- DIRECTIONS:
1) Please list each Utah lawmaker whose reaction appears in the article about the Supreme Court's EPA ruling below.
2) In the article about the Supreme Court's EPA ruling below, what is the name of the case the court decided?
3) Carry on the article about the Supreme Court's EPA ruling below, starting after its final sentence.

ST. GEORGE – The U.S. Supreme Court issued its judgment Monday finding the Environmental Portection Agency exceeded its authority when it expanded its regulatory reach by tailoring an expansive interpretation of an existing law. Utah senators Hatch and Lee and Rep. Chris Stewart applauded the decision with varying enthusiasm.
Sen. Orrin Hatch applauded the decision as standing up to President Obama’s “brazen overreach,” while Sen. Mike Lee said it shows that the judiciary will impose at least some limitations on the EPA’s powers. Rep. Chris Stewart said the ruling is a mixed bag but does reaffirm the importance of the nation’s system of checks and balances.
The case before the court was Utility Air Regulatory Group v. Environmental Protection Agency. In the court’s decision, it held that the Clean Air Act does not compel or permit the EPA to adopt, as it did, an interpretation of the Clean Air Act that requires major emitting facilities to comply with certain permitting requirements just because that facility potentially could emit greenhouse gases.

- MATERIAL PROVIDED:
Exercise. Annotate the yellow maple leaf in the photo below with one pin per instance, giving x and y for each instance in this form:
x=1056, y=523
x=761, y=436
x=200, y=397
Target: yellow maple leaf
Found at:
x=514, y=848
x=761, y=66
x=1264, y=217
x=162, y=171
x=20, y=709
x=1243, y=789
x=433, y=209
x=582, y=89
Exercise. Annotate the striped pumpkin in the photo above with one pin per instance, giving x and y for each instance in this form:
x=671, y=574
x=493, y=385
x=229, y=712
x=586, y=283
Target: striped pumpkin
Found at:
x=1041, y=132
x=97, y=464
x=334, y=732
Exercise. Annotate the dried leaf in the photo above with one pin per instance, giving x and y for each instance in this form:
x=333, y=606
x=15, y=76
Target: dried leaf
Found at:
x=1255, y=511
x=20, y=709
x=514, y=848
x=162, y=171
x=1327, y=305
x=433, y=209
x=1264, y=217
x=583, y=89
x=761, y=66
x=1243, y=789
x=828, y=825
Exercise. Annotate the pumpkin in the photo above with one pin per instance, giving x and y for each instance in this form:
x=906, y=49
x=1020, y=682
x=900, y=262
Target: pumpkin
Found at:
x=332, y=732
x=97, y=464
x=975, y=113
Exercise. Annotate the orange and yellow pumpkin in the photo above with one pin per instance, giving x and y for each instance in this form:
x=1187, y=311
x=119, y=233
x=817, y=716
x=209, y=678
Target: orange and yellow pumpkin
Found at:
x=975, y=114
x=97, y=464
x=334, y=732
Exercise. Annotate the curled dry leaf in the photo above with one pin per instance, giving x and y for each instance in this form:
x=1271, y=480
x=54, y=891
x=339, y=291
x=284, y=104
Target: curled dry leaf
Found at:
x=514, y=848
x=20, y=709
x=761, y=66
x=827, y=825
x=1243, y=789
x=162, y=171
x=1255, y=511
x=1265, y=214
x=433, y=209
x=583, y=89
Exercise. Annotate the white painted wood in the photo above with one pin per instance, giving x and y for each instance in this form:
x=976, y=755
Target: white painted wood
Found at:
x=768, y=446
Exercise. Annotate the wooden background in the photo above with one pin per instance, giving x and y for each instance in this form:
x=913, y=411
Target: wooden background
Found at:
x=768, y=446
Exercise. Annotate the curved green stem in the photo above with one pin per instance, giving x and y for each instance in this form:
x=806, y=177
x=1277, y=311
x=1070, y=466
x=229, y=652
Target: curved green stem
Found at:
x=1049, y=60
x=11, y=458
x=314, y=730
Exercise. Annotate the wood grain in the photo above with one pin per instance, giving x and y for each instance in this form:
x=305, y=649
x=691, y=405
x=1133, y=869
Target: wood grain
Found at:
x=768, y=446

- IN RESPONSE:
1) Sen. Orrin Hatch, Sen. Mike Lee, Rep. Chris Stewart

2) Utility Air Regulatory Group v. Environmental Protection Agency

3)
At the same time, the high court held that the EPA has reasonably interpreted the Clean Air Act to include greenhouse gases as a pollutant for major emitting facilities that emit conventional pollutants, calling these “anyway” source. The EPA may require “anyway” sources to use best available control technology.
Included in the 29-page opinion of the Court, Justice Scalia wrote that the EPA’s interpretation of the Act was unreasonable because it would bring about an enormous and transformative expansion in EPA’s regulatory authority without clear congressional authorization.
“When an agency claims to discover in a long-extant statute an unheralded power to regulate ‘a significant portion of the American economy,’ … ,” Scalia wrote, “we typically greet its announcement with a measure of skepticism. We expect Congress to speak clearly if it wishes to assign to an agency decisions of vast ‘economic and political significance.'”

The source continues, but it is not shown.